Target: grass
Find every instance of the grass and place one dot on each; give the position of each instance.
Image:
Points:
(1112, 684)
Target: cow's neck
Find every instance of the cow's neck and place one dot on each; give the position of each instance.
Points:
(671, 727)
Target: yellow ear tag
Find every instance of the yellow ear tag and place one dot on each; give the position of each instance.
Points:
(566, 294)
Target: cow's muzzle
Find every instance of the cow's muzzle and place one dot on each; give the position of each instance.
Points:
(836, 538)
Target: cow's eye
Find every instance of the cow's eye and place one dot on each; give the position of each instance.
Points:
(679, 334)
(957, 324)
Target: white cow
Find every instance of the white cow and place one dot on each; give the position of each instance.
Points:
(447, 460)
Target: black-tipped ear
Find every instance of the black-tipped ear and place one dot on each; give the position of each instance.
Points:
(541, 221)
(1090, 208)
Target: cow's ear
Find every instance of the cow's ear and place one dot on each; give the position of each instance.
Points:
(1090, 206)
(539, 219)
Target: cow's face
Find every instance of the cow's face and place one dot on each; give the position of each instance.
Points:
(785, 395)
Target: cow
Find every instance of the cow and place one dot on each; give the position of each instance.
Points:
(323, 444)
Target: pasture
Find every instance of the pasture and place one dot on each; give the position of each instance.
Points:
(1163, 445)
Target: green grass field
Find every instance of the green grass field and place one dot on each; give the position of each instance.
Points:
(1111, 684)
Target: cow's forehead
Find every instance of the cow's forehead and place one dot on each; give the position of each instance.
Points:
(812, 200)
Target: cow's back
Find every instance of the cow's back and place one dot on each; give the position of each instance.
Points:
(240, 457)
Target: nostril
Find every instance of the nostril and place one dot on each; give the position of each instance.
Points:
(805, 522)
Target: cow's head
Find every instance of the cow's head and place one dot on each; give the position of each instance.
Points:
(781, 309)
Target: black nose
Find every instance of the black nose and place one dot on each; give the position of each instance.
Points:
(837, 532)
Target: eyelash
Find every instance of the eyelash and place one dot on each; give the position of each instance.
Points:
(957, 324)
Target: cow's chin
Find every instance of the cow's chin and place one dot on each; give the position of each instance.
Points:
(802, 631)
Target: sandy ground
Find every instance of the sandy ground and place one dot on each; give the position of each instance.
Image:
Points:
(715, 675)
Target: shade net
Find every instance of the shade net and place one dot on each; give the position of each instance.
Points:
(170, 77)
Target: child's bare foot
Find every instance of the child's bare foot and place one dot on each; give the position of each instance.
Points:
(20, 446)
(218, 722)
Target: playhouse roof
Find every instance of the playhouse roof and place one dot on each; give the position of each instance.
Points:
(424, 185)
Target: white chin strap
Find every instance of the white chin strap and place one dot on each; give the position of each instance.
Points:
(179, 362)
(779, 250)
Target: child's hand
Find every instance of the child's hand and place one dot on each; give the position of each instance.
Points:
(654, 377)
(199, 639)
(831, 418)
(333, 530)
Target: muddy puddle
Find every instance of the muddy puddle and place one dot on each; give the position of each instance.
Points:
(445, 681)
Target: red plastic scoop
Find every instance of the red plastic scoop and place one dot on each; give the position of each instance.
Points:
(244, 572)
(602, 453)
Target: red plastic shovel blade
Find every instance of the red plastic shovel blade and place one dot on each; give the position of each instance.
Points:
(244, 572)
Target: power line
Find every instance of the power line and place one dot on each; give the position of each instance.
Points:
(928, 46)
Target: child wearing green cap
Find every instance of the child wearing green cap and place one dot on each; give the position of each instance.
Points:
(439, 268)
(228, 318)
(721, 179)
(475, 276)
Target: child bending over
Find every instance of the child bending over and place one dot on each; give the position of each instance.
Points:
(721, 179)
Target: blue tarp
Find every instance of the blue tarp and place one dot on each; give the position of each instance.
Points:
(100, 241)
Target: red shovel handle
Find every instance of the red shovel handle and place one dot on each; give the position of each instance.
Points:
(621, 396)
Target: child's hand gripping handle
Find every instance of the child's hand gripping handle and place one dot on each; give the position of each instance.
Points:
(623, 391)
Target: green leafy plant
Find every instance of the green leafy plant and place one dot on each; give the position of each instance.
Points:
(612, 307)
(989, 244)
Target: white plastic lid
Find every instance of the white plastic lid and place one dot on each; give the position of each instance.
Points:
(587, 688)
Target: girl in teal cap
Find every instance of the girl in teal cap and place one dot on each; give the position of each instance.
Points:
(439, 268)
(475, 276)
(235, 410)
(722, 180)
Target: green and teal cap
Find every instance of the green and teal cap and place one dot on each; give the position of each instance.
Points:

══════════

**THE REQUEST:**
Copy every record exactly, with nothing added or dropped.

**TASK SOLUTION:**
Target: grass
Find every instance of the grass and place one dot on each; give the position of each instance.
Image:
Points:
(1112, 684)
Target: cow's neck
Find every instance of the cow's neck and place one dot on each; give the position of each instance.
Points:
(671, 727)
Target: yellow ear tag
Find every instance of the yellow ear tag and place one dot on each; give the position of each instance.
Points:
(566, 294)
Target: cow's muzzle
Find every instance of the cow's muzzle and place one dot on each; give the position of each instance.
Points:
(836, 538)
Target: cow's eye
Find every instance of the cow's eye and place one dot on each; give the position of each instance.
Points:
(679, 334)
(957, 324)
Target: white cow
Find every instance of the white cow and place one dot on each; give the position of each instance.
Points:
(447, 460)
Target: black-tipped ear
Find every instance of the black-tipped ear and place one dot on each; give the position of each instance.
Points:
(541, 221)
(1090, 208)
Target: cow's ear
Find every instance of the cow's ear and place one dot on each; give the position of each instance.
Points:
(1090, 206)
(539, 219)
Target: cow's face
Find every instance of the cow's face and place one dot on each; give the position of each instance.
Points:
(785, 395)
Target: cow
Find every instance of the cow and place one dot on each; give the position of each instance.
Points:
(323, 444)
Target: pasture
Find every instance of the pasture and place one dot on each; give the position of each instance.
Points:
(1163, 445)
Target: green grass field
Find every instance of the green grass field and place one dot on each; give the position of each instance.
Points:
(1111, 684)
Target: cow's forehead
Find every instance of the cow's forehead and place one dot on each; give the position of each instance.
Points:
(812, 200)
Target: cow's back
Find every instance of the cow's back and place one dot on each; give the position of each instance.
Points:
(240, 457)
Target: nostril
Find every instance of the nostril and place one dot on each; give the position of each instance.
Points:
(805, 522)
Target: cow's head
Find every instance of the cow's head and place one dot on each; give the position of each instance.
Points:
(781, 309)
Target: black nose
Find every instance of the black nose and place one dot on each; give the position of each instance.
Points:
(837, 532)
Target: eyelash
Find every instance of the eyelash and place one dot on each; give the position of each instance.
Points:
(957, 324)
Target: cow's chin
Find every instance of the cow's chin and place one dot on each; give the position of each instance.
Points:
(802, 631)
Target: sandy ground
Find every instance of the sandy ground and place one dot on each; give the position of each instance.
Image:
Points:
(715, 675)
Target: shade net
Find every instance of the shade net and place one dot on each; give the position of each instance.
Points:
(170, 77)
Target: child's bare foot
Find every instance of the child's bare foot and place one dot on each; give the position of each instance.
Points:
(20, 446)
(218, 722)
Target: playhouse roof
Find every instance of the playhouse roof and place one dot on each; give the position of each instance.
Points:
(424, 185)
Target: white chin strap
Find every instance of the white chin strap and place one dot on each; give the position of each instance.
Points:
(179, 362)
(779, 250)
Target: child's hand
Find every instance of the child's hand and place one dot on each; give the position of each instance.
Points:
(654, 377)
(199, 639)
(831, 418)
(333, 530)
Target: muddy puddle
Find every instance of the muddy puddle and place one dot on each; give the position of each instance.
Points:
(445, 681)
Target: red plastic scoop
Find every instance of the red plastic scoop and place one dot on each; give the position of each instance.
Points:
(244, 572)
(602, 453)
Target: red plastic shovel blade
Find every instance of the red plastic shovel blade and place one dot on each; give the position of each instance.
Points:
(244, 572)
Target: power line
Find every instance of the power line and place one dot on each; give the position of each instance.
Points:
(928, 46)
Target: child wearing green cap
Find every instance of the child wearing green cap and place one dot on each; give the position of each instance.
Points:
(439, 268)
(228, 318)
(721, 179)
(475, 276)
Target: child bending over
Find every instance of the child bending over and place one dot on each; give the position of each instance.
Points:
(721, 179)
Target: blue tarp
Find every instance of the blue tarp and place one dot on each; give the position of each instance.
Points:
(100, 241)
Target: red shovel handle
Find every instance of the red shovel handle and place one dot on each; give the position of each instance.
Points:
(621, 396)
Target: child's hand gripping handle
Find every instance of the child's hand gripping handle and place one dot on each; give the position of each instance.
Points:
(623, 391)
Target: green leafy plant
Find every instance of the green leafy plant and place one dot on each; give the position of each instance.
Points:
(612, 307)
(989, 244)
Target: white plastic lid
Find every instance of the white plastic lid and place one dot on each; give the position of each instance.
Points:
(587, 688)
Target: girl in teal cap
Find every instance of the girl in teal cap and place one dot on each; give the position of each instance.
Points:
(439, 268)
(475, 276)
(235, 410)
(722, 180)
Target: green and teal cap
Find every instance of the green and teal cap and place one dot on each; give the position of each instance.
Points:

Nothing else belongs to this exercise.